• EXCERPT PROVIDED:
::::

To use Cpp-Taskflow, you only need a C++17 compiler:

  • GNU C++ Compiler v7.3 with -std=c++1z
  • Clang C++ Compiler v6.0 with -std=c++17
  • Microsoft Visual Studio Version 15.7 (MSVC++ 19.14)

Compile Unit Tests and Examples

Cpp-Taskflow uses CMake to build examples and unit tests. We recommend using out-of-source build.

~$ cmake --version  # must be at least 3.9 or higher
~$ mkdir build
~$ cd build
~$ cmake ../
~$ make 

Unit Tests

Cpp-Taskflow uses Doctest for unit tests.

~$ ./unittest/taskflow

Alternatively, you can use CMake's testing framework to run the unittest.

~$ cd build
~$ make test


The folder example/ contains several examples and is a great place to learn to use Cpp-Taskflow.

::::

• INFORMATION PROVIDED:

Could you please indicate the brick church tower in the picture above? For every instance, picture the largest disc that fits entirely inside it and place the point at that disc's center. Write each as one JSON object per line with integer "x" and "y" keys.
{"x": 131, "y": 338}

::::

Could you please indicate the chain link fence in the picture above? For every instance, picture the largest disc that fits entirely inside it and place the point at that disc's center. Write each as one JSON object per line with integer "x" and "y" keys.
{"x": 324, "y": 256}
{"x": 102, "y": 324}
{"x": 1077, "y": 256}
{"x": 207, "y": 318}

::::

• SET TASKS:
a) Answer these from the Cpp-Taskflow build instructions, one answer per line:
(i) Which Clang version and flag are listed?
(ii) What is the lowest CMake version allowed?
(iii) Which tool does Cpp-Taskflow use for unit tests?
b) Reproduce the Cpp-Taskflow build instructions word for word, starting at "Alternatively, you can" and ending at "to use Cpp-Taskflow.".
The items have nothing to do with the Cpp-Taskflow build instructions.

• RESULTS IN ORDER:
a)
(i) Clang C++ Compiler v6.0 with -std=c++17
(ii) 3.9
(iii) Doctest

b)
Alternatively, you can use CMake's testing framework to run the unittest.

~$ cd build
~$ make test


The folder example/ contains several examples and is a great place to learn to use Cpp-Taskflow.